● **TEXT FOR ANALYSIS**:
★ ★ ★

SECURITIES AND EXCHANGE COMMISSION

WASHINGTON, DC 20549

______________

FORM 8-K

CURRENT REPORT

Pursuant to Section 13 or 15 (d) of the

Securities Exchange Act of 1934

Date of Report (Date of earliest event

reported): December 14, 2009

 

National Quality Care, Inc.

 

(Exact Name of Registrant as Specified in Charter)

Delaware

(State or Other

Jurisdiction of

Incorporation)

000-19031

(Commission

File Number)

84-1215959

(I.R.S. Employer

Identification No.)

 

2341 Hill Drive

 

 

Los Angeles, California

 

90041

(Address of Principal Executive Offices)

 

(Zip Code)

 

Registrant's telephone number, including area code:

(323) 254-2014

 

 

Check the appropriate box below if the Form 8-K filing is intended to simultaneously satisfy the filing obligation of the registrant under any of the following provisions (see General Instruction A.2. below):

o Written communications pursuant to Rule 425 under the Securities Act (17 CFR 230.425)

o Soliciting material pursuant to Rule 14a-12 under the Exchange Act (17 CFR 240.14a-12)

★ ★ ★

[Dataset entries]

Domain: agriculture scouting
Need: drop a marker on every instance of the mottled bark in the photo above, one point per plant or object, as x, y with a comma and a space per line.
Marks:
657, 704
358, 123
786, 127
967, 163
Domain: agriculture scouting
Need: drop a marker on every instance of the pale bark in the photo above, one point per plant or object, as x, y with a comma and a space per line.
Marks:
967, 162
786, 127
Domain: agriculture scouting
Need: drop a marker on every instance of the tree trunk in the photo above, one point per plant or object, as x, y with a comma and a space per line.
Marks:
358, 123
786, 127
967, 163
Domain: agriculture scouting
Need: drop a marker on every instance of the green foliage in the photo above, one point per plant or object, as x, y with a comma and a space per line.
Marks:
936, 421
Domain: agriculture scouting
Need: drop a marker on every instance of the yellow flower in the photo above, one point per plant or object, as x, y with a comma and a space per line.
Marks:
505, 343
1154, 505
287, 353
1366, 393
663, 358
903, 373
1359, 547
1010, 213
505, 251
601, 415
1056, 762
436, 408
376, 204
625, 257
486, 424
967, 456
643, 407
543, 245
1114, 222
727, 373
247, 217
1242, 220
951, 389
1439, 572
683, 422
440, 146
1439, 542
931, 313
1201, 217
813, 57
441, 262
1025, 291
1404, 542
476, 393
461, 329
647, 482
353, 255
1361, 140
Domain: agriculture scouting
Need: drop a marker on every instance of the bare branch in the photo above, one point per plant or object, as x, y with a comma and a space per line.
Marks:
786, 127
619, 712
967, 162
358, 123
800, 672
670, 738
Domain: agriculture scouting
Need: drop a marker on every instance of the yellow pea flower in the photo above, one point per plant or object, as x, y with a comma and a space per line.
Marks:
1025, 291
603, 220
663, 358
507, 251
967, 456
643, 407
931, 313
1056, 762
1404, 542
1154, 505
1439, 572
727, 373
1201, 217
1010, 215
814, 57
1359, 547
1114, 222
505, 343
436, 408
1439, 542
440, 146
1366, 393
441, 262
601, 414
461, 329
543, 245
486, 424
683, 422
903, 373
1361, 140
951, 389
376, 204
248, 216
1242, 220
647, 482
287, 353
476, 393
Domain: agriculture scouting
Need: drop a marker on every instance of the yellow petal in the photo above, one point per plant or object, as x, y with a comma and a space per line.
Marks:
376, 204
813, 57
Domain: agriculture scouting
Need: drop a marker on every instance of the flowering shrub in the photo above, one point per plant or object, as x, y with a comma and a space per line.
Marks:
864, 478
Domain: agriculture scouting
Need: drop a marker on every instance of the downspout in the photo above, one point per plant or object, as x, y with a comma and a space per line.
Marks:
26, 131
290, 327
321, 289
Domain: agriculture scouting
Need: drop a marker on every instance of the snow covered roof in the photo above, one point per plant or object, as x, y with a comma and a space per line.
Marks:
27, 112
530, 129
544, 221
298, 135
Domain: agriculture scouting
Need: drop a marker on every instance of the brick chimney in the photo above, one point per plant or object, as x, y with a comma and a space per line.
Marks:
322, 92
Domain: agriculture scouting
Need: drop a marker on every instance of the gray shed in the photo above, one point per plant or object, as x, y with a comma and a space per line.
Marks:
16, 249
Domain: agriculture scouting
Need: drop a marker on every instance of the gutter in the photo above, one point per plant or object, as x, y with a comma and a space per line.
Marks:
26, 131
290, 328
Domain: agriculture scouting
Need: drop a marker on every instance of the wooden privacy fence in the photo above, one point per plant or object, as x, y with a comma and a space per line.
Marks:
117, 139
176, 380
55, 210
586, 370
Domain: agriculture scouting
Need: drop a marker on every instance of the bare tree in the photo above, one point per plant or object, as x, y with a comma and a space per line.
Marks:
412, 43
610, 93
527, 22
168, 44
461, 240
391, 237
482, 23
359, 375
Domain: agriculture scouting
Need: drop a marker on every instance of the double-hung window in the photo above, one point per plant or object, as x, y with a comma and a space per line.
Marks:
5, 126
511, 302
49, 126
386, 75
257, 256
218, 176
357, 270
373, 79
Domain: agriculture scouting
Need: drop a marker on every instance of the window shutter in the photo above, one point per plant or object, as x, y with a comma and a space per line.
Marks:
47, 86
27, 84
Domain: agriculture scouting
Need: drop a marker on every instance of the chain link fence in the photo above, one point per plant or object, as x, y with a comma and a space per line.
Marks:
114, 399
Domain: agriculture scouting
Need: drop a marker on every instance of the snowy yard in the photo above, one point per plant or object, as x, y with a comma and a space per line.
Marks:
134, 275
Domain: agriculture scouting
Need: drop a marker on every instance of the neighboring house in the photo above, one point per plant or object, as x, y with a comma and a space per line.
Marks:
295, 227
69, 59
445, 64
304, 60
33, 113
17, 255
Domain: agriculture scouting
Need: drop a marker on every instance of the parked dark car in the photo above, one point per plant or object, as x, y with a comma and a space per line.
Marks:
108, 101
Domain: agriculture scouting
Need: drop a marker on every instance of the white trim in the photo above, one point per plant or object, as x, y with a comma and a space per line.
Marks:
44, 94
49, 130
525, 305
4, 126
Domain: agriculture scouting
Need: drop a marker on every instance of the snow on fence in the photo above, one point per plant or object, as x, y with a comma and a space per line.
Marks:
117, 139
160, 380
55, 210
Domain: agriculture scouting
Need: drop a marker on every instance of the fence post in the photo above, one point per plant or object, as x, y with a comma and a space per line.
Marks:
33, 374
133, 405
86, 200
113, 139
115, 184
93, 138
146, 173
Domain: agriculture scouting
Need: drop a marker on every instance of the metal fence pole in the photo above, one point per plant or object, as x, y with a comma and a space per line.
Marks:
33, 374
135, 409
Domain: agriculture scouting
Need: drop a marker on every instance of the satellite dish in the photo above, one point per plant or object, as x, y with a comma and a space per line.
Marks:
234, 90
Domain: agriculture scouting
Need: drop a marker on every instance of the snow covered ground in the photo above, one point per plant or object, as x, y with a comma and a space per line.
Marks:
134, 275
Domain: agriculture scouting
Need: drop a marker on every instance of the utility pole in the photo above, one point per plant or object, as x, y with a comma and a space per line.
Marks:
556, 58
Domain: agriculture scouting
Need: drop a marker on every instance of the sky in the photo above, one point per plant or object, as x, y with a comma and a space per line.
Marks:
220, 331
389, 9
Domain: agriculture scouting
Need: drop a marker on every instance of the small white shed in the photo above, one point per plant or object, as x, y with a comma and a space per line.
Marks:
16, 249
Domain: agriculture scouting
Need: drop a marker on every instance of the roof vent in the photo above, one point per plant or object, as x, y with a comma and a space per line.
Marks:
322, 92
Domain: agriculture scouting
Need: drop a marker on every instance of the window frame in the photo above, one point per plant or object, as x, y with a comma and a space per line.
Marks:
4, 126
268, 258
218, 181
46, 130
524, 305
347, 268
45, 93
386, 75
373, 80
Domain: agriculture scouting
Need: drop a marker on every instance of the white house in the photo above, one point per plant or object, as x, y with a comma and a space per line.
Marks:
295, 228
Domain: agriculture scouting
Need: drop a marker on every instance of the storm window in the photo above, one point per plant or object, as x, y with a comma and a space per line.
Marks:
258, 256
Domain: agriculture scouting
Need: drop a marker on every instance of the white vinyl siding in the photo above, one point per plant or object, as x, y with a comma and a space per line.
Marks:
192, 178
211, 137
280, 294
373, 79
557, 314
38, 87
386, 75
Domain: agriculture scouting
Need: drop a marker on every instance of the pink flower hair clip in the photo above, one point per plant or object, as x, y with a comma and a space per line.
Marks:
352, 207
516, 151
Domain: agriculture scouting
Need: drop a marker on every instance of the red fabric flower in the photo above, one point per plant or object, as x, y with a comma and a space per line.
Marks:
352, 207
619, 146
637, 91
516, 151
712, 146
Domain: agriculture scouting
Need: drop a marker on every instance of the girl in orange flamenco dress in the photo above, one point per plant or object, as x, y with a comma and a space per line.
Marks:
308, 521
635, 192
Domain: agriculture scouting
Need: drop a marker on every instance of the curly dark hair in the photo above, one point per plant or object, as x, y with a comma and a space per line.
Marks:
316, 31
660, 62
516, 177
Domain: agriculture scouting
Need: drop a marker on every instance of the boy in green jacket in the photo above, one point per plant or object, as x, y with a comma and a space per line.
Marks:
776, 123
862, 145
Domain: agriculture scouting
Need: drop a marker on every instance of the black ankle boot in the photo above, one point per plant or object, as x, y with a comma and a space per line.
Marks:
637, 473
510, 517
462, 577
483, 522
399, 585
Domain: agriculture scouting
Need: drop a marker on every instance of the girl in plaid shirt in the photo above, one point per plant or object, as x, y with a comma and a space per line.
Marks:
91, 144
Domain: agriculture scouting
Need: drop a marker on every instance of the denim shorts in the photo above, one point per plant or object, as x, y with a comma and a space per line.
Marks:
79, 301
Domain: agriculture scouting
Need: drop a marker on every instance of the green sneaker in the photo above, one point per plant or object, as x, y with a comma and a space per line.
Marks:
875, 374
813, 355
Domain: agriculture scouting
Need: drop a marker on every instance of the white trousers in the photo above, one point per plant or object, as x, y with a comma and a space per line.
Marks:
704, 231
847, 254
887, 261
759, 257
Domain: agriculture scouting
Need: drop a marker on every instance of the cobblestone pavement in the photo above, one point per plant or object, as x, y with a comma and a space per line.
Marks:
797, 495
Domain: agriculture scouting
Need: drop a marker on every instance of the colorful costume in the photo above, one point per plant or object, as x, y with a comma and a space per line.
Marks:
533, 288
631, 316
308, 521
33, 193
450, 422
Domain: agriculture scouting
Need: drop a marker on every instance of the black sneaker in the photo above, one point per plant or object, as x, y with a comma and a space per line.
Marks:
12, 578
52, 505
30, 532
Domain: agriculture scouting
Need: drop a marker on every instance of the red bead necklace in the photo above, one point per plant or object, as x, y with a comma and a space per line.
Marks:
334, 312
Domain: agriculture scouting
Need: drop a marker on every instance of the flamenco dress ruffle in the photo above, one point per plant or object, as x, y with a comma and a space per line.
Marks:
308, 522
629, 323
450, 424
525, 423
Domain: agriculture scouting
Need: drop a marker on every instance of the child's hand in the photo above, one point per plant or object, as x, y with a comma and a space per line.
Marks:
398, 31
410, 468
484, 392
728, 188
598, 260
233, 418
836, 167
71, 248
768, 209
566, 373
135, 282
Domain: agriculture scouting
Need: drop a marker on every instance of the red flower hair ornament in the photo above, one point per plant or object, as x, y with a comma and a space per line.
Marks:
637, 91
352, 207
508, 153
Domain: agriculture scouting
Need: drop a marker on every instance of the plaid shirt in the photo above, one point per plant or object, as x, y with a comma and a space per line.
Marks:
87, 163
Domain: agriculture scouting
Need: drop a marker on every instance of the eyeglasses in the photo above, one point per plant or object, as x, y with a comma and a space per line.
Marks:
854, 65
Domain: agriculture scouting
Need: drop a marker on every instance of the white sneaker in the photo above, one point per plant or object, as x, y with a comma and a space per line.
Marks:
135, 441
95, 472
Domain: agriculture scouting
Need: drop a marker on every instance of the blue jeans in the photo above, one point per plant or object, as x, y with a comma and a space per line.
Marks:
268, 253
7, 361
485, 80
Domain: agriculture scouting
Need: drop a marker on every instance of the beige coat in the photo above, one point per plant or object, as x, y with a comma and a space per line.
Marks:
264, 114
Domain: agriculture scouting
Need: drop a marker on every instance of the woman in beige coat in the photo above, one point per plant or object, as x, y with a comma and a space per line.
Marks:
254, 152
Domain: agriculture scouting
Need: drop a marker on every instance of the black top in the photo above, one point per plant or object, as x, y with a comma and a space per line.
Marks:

★ ★ ★

● **EXERCISE SET**:
A. In the Form 8-K excerpt, what is the registrant's state of incorporation?
B. Translate this sentence from the Form 8-K excerpt into Spanish: "Check the appropriate box below if the Form 8-K filing is intended to simultaneously satisfy the filing obligation of the registrant under any of the following provisions (see General Instruction A.2. below):"
C. Revise the Form 8-K excerpt between "(323) 254-2014" and "(17 CFR 230.425)", inclusive, changing "Written communications" to "Written notices".
Rely only on the Form 8-K excerpt and nothing else.

● **EXERCISE SOLUTIONS**:
A. Delaware

B. Marque la casilla correspondiente a continuación si la presentación del Formulario 8-K tiene por objeto cumplir simultáneamente la obligación de presentación de la entidad registrante conforme a cualquiera de las siguientes disposiciones (véase la Instrucción General A.2. más abajo):

C.
(323) 254-2014

 

 

Check the appropriate box below if the Form 8-K filing is intended to simultaneously satisfy the filing obligation of the registrant under any of the following provisions (see General Instruction A.2. below):

o Written notices pursuant to Rule 425 under the Securities Act (17 CFR 230.425)